- _TASK GOAL_
Retype only what runs from the line that contains "Point out the wooden" through the last line of the listing below, both lines included.

- _SUPPLIED MATERIAL_
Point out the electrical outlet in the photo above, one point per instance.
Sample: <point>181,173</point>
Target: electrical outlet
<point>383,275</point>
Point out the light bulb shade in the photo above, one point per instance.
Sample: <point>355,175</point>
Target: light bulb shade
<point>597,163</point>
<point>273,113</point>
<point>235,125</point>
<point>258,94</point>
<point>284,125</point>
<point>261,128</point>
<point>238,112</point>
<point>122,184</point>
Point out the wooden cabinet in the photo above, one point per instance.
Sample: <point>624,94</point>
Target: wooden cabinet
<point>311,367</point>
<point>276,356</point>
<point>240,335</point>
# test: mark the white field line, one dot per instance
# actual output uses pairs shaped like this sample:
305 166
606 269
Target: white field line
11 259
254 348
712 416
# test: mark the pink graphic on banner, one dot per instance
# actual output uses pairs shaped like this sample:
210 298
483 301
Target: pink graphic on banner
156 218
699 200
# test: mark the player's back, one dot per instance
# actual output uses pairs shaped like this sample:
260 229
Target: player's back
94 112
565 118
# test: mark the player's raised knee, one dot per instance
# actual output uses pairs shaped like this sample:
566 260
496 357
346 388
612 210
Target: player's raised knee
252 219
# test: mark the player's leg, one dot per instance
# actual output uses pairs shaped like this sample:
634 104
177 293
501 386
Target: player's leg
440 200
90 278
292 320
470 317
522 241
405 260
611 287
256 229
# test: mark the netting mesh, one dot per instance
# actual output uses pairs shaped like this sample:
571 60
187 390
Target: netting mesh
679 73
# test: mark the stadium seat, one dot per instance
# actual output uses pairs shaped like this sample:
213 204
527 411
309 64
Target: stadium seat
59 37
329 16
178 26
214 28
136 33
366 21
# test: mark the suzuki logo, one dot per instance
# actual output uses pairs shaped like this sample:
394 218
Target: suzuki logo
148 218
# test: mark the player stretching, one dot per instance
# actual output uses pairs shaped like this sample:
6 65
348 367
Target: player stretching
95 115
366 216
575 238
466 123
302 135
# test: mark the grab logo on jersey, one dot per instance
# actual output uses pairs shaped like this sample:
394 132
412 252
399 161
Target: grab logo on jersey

- _IN RESPONSE_
Point out the wooden cabinet in the photo above, one point per instance.
Sample: <point>624,94</point>
Target: wooden cabinet
<point>311,367</point>
<point>276,356</point>
<point>240,335</point>
# test: mark the white field line, one dot per instance
# actual output uses pairs shaped like this sample:
305 166
606 269
Target: white field line
11 259
254 348
712 416
# test: mark the pink graphic on banner, one dot per instance
# actual output uses pairs shaped like this sample:
210 298
483 301
Target: pink graphic on banner
156 218
699 200
# test: mark the player's back, one dot per instance
# actual output uses pairs shaped like this sample:
260 229
Target: player's back
94 112
565 118
# test: mark the player's raised knee, one dot per instance
# actual output uses pairs shaped like this sample:
566 260
496 357
346 388
612 210
Target: player's raised knee
252 219
# test: mark the player's leg, one dot per instance
# actual output uses pairs shaped like this sample:
634 104
177 293
501 386
Target: player's leg
440 200
90 278
292 320
470 317
522 241
405 260
611 287
256 229
# test: mark the netting mesh, one dot per instance
# actual output uses pairs shaped like this sample:
571 60
187 390
Target: netting mesh
679 73
# test: mark the stadium seat, one dot per instance
# actual output uses pairs shaped like this sample:
213 204
527 411
309 64
Target: stadium seat
59 37
329 16
178 26
214 28
136 33
366 21
# test: mark the suzuki logo, one dot per instance
# actual output uses pairs shaped like this sample:
394 218
Target: suzuki logo
148 218
# test: mark the player stretching, one dot per instance
# actual output uses pairs shaped like this sample:
6 65
348 367
Target: player stretching
95 115
366 216
575 238
466 123
302 135
# test: mark the grab logo on jersey, one dot per instance
# actual output uses pairs shaped like this sample:
394 132
412 252
399 161
Target: grab logo on jersey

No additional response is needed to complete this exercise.